** begin **
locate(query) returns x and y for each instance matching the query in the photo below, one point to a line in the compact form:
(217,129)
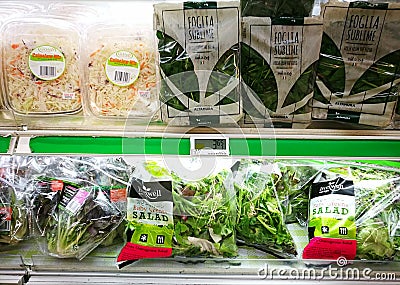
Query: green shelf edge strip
(4,144)
(239,147)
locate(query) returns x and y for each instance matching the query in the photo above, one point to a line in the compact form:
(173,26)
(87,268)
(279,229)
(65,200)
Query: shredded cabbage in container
(30,95)
(138,99)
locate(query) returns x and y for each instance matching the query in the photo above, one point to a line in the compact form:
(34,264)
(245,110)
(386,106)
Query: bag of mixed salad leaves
(198,44)
(278,67)
(276,8)
(84,217)
(171,216)
(260,218)
(358,69)
(293,186)
(353,213)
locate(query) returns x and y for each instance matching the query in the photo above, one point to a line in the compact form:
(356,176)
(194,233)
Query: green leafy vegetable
(277,8)
(204,215)
(224,71)
(331,69)
(177,66)
(303,86)
(382,72)
(13,214)
(260,220)
(377,210)
(293,188)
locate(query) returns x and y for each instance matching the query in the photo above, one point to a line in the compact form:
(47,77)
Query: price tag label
(216,145)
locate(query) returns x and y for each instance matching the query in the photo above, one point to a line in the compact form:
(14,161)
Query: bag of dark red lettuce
(77,203)
(169,215)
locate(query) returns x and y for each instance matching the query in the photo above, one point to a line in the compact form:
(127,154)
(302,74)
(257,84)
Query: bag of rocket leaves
(203,213)
(76,203)
(377,196)
(260,218)
(276,8)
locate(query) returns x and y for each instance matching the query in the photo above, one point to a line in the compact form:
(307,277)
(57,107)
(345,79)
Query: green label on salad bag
(150,221)
(358,67)
(331,225)
(278,68)
(47,62)
(122,68)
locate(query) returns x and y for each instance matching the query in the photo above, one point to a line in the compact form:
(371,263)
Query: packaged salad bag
(198,53)
(353,213)
(169,215)
(358,69)
(278,69)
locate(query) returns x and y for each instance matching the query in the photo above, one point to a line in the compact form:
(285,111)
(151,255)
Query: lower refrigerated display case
(72,204)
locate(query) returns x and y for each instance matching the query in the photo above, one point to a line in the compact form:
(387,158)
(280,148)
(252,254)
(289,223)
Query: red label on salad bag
(330,249)
(57,185)
(118,195)
(133,251)
(5,213)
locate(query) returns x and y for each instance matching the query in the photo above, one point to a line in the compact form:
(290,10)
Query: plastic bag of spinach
(177,217)
(358,69)
(276,8)
(260,218)
(278,69)
(198,46)
(377,196)
(293,185)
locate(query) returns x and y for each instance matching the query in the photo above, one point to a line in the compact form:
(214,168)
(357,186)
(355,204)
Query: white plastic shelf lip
(176,132)
(23,145)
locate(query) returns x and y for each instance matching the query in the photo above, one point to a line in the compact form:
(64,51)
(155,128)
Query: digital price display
(209,146)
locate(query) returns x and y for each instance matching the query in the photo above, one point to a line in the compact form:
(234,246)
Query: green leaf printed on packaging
(304,85)
(382,72)
(223,72)
(258,75)
(331,69)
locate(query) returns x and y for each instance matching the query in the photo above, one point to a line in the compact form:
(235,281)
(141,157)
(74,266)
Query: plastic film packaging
(276,8)
(293,186)
(358,69)
(14,225)
(353,213)
(278,69)
(41,66)
(198,61)
(10,9)
(169,215)
(121,72)
(70,205)
(260,218)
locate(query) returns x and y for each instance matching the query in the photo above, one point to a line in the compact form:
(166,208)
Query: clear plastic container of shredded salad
(10,9)
(121,72)
(41,66)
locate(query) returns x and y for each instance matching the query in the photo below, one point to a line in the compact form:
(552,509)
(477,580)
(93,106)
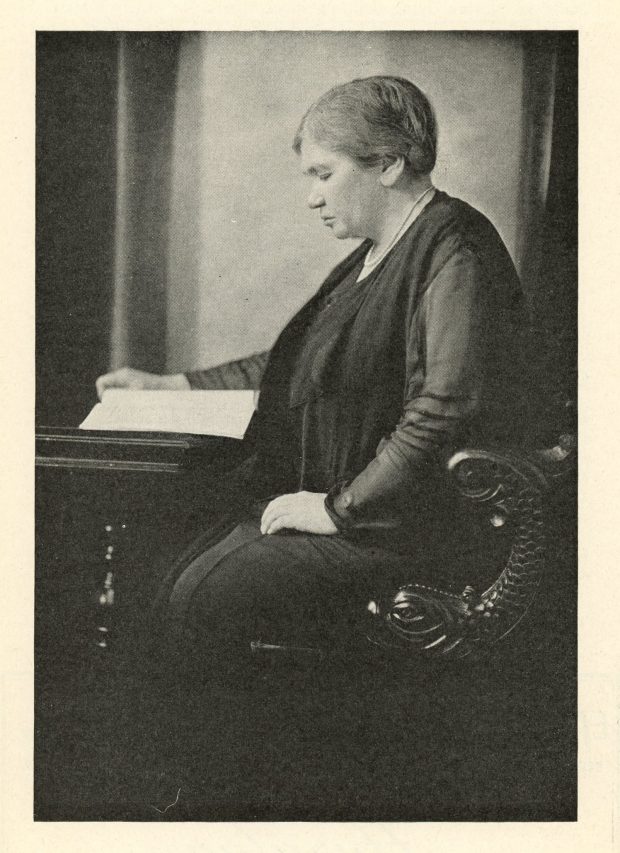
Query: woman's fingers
(282,522)
(274,510)
(127,377)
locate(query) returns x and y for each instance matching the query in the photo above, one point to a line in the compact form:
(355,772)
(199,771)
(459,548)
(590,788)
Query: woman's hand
(304,511)
(139,380)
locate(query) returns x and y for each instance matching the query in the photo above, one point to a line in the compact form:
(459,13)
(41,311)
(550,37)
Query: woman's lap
(287,587)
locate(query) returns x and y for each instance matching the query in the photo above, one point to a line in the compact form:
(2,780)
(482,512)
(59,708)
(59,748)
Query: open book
(225,413)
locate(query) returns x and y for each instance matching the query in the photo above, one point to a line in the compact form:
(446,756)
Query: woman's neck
(399,205)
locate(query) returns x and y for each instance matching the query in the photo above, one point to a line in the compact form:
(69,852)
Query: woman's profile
(411,348)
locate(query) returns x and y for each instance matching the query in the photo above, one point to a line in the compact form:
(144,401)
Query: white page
(224,413)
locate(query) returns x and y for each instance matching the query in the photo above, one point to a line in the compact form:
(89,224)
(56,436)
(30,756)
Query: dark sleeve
(245,373)
(448,339)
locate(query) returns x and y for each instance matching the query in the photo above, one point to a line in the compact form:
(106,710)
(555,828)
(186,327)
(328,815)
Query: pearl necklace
(370,262)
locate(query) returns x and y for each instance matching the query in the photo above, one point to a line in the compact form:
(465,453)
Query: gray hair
(374,119)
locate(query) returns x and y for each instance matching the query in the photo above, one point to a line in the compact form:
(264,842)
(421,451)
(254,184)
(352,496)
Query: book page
(223,413)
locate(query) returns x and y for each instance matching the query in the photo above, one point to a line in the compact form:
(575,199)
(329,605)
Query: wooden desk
(113,510)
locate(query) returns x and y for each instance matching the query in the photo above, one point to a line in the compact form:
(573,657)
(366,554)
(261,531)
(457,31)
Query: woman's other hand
(139,380)
(303,511)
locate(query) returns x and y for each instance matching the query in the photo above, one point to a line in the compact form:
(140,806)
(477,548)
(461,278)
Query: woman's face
(349,198)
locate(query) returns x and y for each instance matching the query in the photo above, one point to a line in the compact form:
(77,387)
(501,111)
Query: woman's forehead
(315,158)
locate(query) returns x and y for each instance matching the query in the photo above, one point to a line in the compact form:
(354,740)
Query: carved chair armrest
(510,485)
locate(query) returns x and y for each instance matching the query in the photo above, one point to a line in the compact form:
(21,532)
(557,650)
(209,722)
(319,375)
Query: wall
(245,251)
(76,106)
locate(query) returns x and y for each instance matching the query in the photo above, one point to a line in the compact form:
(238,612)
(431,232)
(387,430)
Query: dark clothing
(366,392)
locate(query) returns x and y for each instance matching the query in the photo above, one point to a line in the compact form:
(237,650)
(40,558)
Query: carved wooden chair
(509,491)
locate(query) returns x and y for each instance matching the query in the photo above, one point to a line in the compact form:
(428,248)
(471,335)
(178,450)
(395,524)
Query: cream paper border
(599,363)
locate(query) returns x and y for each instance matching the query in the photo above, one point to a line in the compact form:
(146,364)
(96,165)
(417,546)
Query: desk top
(157,452)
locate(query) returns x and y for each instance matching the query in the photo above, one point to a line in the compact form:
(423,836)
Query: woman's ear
(391,170)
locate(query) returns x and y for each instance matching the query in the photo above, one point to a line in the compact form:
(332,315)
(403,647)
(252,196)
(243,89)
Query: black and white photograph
(306,426)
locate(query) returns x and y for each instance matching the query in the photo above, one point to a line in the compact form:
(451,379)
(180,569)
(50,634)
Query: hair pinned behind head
(374,119)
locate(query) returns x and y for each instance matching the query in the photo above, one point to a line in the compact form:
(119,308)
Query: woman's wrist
(174,382)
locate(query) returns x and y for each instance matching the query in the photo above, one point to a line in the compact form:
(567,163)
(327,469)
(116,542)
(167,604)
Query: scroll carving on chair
(510,486)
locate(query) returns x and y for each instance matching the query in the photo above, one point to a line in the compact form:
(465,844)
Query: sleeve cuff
(338,503)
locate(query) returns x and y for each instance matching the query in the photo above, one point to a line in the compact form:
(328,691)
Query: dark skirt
(288,588)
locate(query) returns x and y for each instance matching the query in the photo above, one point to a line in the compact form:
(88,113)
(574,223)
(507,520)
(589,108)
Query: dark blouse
(373,383)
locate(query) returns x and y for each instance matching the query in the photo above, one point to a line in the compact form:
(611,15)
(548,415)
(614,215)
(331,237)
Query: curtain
(145,126)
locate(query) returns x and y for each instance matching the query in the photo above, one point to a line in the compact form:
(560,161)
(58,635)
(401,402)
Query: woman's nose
(315,199)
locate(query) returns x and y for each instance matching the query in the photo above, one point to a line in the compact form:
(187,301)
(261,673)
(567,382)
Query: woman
(409,349)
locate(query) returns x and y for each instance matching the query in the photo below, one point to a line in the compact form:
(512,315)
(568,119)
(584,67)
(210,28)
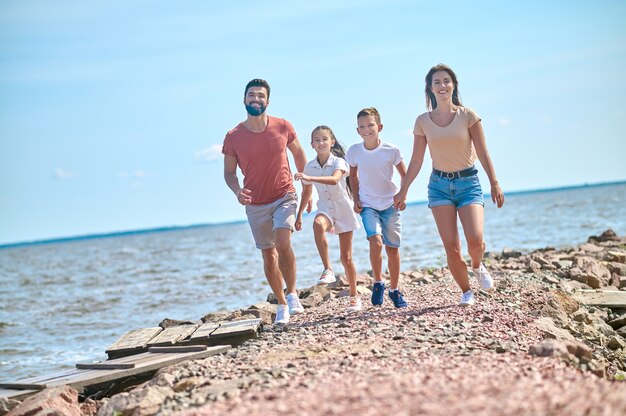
** end **
● OBJECTIVE
Which lines of the entries above contain the string "shredded"? Copy each of them.

● RESULT OF THE TASK
Query: shredded cabbage in container
Query: clear plastic container of shredded salad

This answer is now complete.